(Rows of bounding-box annotation data)
— Start —

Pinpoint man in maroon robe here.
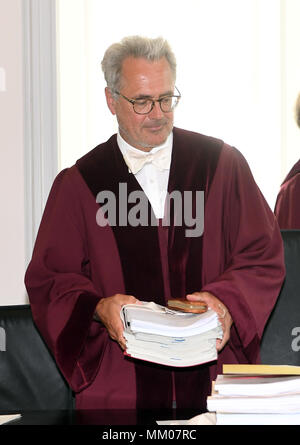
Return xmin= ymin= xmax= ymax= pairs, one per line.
xmin=274 ymin=160 xmax=300 ymax=230
xmin=274 ymin=94 xmax=300 ymax=230
xmin=25 ymin=37 xmax=284 ymax=410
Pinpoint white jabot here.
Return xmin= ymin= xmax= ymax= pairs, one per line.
xmin=117 ymin=133 xmax=173 ymax=218
xmin=123 ymin=140 xmax=171 ymax=175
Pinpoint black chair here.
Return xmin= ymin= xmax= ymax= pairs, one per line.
xmin=261 ymin=230 xmax=300 ymax=366
xmin=0 ymin=305 xmax=73 ymax=412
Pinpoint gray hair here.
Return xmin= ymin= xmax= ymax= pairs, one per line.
xmin=101 ymin=36 xmax=176 ymax=92
xmin=295 ymin=94 xmax=300 ymax=128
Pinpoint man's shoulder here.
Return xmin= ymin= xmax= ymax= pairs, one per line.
xmin=76 ymin=134 xmax=117 ymax=166
xmin=173 ymin=127 xmax=224 ymax=149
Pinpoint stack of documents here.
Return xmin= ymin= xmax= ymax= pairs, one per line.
xmin=207 ymin=365 xmax=300 ymax=425
xmin=120 ymin=303 xmax=222 ymax=367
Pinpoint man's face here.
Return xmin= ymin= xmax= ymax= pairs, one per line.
xmin=106 ymin=57 xmax=175 ymax=151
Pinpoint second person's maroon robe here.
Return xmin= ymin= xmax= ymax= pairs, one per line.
xmin=274 ymin=160 xmax=300 ymax=230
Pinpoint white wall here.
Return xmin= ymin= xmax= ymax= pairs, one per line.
xmin=0 ymin=0 xmax=27 ymax=305
xmin=58 ymin=0 xmax=300 ymax=209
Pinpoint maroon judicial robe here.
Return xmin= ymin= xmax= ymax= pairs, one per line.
xmin=25 ymin=128 xmax=284 ymax=410
xmin=274 ymin=160 xmax=300 ymax=230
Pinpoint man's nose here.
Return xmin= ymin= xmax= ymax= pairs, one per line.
xmin=149 ymin=102 xmax=164 ymax=119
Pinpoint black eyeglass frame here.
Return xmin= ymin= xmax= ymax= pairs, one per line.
xmin=113 ymin=86 xmax=181 ymax=114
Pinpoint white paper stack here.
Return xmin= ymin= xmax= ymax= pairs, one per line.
xmin=121 ymin=303 xmax=222 ymax=367
xmin=207 ymin=375 xmax=300 ymax=425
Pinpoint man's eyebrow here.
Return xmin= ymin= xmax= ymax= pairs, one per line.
xmin=132 ymin=90 xmax=174 ymax=100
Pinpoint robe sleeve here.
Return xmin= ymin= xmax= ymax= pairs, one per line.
xmin=274 ymin=173 xmax=300 ymax=230
xmin=202 ymin=145 xmax=285 ymax=363
xmin=25 ymin=169 xmax=108 ymax=392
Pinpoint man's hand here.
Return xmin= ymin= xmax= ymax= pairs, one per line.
xmin=186 ymin=292 xmax=232 ymax=352
xmin=95 ymin=294 xmax=139 ymax=350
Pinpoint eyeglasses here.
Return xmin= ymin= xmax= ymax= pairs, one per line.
xmin=114 ymin=87 xmax=181 ymax=114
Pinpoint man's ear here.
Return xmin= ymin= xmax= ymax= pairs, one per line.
xmin=105 ymin=87 xmax=116 ymax=114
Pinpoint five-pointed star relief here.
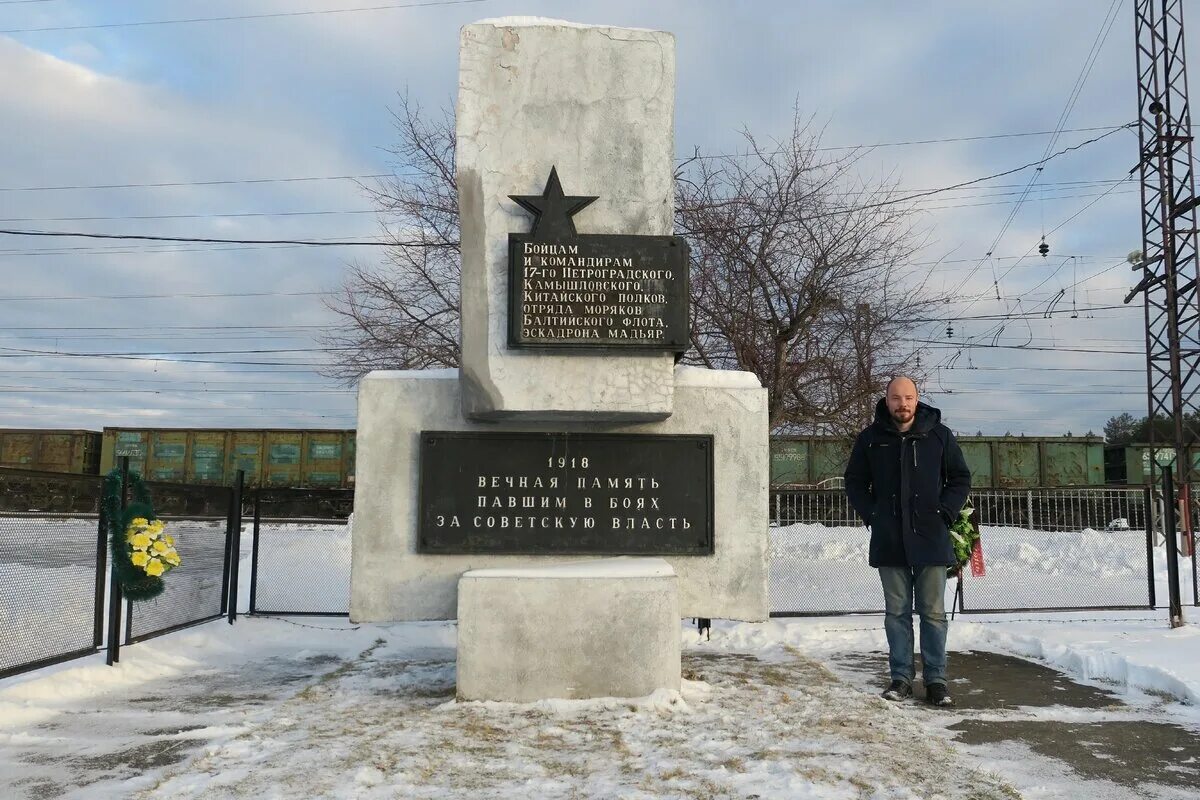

— End —

## Written instruction
Echo all of the items above word for word, leaving out the pictures.

## Answer for the task
Pinpoint man in maroon robe here.
Return xmin= ymin= xmax= ymax= pairs, one per line.
xmin=274 ymin=160 xmax=300 ymax=230
xmin=274 ymin=94 xmax=300 ymax=230
xmin=25 ymin=37 xmax=284 ymax=410
Pinpoint white jabot here.
Return xmin= ymin= xmax= ymax= pairs, one per line.
xmin=117 ymin=133 xmax=173 ymax=218
xmin=123 ymin=140 xmax=171 ymax=175
Pinpoint black chair here.
Return xmin= ymin= xmax= ymax= pairs, one per line.
xmin=261 ymin=230 xmax=300 ymax=366
xmin=0 ymin=305 xmax=73 ymax=412
Pinpoint gray hair here.
Return xmin= ymin= xmax= ymax= pairs, one per line.
xmin=101 ymin=36 xmax=176 ymax=92
xmin=295 ymin=94 xmax=300 ymax=128
Pinpoint man's shoulder here.
Return xmin= ymin= xmax= ymax= pairs, one per line.
xmin=76 ymin=134 xmax=117 ymax=166
xmin=173 ymin=127 xmax=224 ymax=149
Pinpoint stack of documents here.
Return xmin= ymin= xmax= ymax= pairs, one per line.
xmin=207 ymin=365 xmax=300 ymax=425
xmin=120 ymin=303 xmax=222 ymax=367
Pinpoint man's face here.
Return xmin= ymin= xmax= ymax= pairs, one per line.
xmin=106 ymin=57 xmax=175 ymax=151
Pinpoint second person's maroon robe here.
Return xmin= ymin= xmax= ymax= pairs, one per line.
xmin=274 ymin=160 xmax=300 ymax=230
Pinpoint white wall here.
Return xmin= ymin= xmax= ymax= pairs, one per line.
xmin=0 ymin=0 xmax=27 ymax=305
xmin=58 ymin=0 xmax=300 ymax=209
Pinpoint maroon judicial robe here.
Return xmin= ymin= xmax= ymax= pairs, one per line.
xmin=25 ymin=128 xmax=284 ymax=410
xmin=274 ymin=160 xmax=300 ymax=230
Pinpoint man's nose here.
Return xmin= ymin= xmax= ymax= pairs, one per line.
xmin=149 ymin=102 xmax=164 ymax=119
Pinpoint black eyeglass frame here.
Return xmin= ymin= xmax= ymax= pairs, one per line.
xmin=113 ymin=86 xmax=181 ymax=114
Pinpoint white paper stack here.
Return xmin= ymin= xmax= ymax= pairs, one per line.
xmin=121 ymin=303 xmax=222 ymax=367
xmin=207 ymin=375 xmax=300 ymax=425
Pinpoint man's eyebrow here.
Return xmin= ymin= xmax= ymax= pairs, one per line.
xmin=132 ymin=90 xmax=174 ymax=100
Pinpoint robe sleeve here.
Return xmin= ymin= xmax= ymax= pairs, one per line.
xmin=274 ymin=173 xmax=300 ymax=230
xmin=202 ymin=145 xmax=285 ymax=363
xmin=25 ymin=169 xmax=108 ymax=392
Pinpoint man's hand here.
Return xmin= ymin= xmax= ymax= pairs, one per line.
xmin=186 ymin=292 xmax=232 ymax=352
xmin=95 ymin=294 xmax=139 ymax=350
Pinpoint eyeglasses here.
Return xmin= ymin= xmax= ymax= pairs, one per line.
xmin=114 ymin=87 xmax=181 ymax=114
Pinpoint man's ear here.
Return xmin= ymin= xmax= ymax= pairs, one per line.
xmin=105 ymin=87 xmax=116 ymax=114
Pinpoint five-pointed star relief here.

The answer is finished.